● **EXERCISE REQUIREMENTS**
- 1) According to the preeclampsia study text, how many women required emergency hospitalization due to preeclampsia?
- 2) Reproduce the stretch of the preeclampsia study text from "Higher proportions of" through "due to preeclampsia.".

● **DOCUMENT TEXT**
+===+

Out of 84 per-protocol patients with a second decision of ‘no hospitalization’, there were 13 patients (15.5%) with the outcome preeclampsia/eclampsia/HELLP syndrome (11 patients with no/no and two with yes/no decisions as to hospitalization [all patients had preeclampsia, only one developed HELLP syndrome, and there were no cases of eclampsia]) (Table 4). In the woman who developed HELLP syndrome, the first decision of ‘no hospitalization’ remained ‘no hospitalization’ despite an sFlt-1/PlGF ratio of 242.6 (far above the 85 cutoff value). Of the 13 women with the composite endpoint mentioned above, seven had a first diagnosis of preeclampsia more than 14 days after the sFlt-1/PlGF test result. One woman had preeclampsia 14 days after an sFlt-1/PlGF ratio of 63.8. Therefore, there were only two cases of preeclampsia within 14 days of the test for which the mothers had an sFlt-1/PlGF ratio below 33. For both of these women, apart from the diagnosis of preeclampsia, no further clinically untoward events were reported for mother or newborn.

Higher proportions of women with preeclampsia were also found in those where no induction of fetal lung maturation was changed to induction with the sFlt-1/PlGF test result being available (5/7 [71.4%]). There were 23 women (19.5%) who required emergency hospitalization due to preeclampsia.

+===+

● **LISTED ENTRIES**
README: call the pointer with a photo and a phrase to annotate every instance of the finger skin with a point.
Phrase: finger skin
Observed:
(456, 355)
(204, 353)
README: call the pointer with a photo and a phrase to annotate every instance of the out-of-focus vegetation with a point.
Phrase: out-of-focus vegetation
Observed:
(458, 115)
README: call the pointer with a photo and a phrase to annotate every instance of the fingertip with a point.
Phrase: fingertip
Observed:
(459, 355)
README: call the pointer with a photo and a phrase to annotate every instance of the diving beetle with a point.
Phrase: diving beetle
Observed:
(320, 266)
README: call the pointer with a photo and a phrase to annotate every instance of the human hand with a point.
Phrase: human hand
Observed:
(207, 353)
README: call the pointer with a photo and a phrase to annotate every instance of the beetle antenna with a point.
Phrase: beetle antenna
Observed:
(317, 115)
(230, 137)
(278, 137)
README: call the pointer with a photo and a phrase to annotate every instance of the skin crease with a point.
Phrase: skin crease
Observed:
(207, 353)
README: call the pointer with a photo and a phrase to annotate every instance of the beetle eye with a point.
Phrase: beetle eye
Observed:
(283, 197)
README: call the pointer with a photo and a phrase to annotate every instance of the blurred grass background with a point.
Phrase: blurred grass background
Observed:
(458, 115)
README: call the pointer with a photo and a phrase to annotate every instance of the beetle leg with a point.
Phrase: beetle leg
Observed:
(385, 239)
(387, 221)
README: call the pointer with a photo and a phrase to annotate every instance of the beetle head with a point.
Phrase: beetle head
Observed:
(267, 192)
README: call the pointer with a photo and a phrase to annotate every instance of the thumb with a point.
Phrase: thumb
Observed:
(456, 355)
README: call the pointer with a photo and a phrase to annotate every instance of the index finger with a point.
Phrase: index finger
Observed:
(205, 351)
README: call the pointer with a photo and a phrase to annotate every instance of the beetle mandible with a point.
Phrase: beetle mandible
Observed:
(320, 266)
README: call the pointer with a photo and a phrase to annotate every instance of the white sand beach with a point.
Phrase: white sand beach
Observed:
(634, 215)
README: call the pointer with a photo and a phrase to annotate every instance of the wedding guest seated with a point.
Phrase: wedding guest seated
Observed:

+===+

● **EXPECTED RESULTS**
- 1) 23 women (19.5%)

- 2)
Higher proportions of women with preeclampsia were also found in those where no induction of fetal lung maturation was changed to induction with the sFlt-1/PlGF test result being available (5/7 [71.4%]). There were 23 women (19.5%) who required emergency hospitalization due to preeclampsia.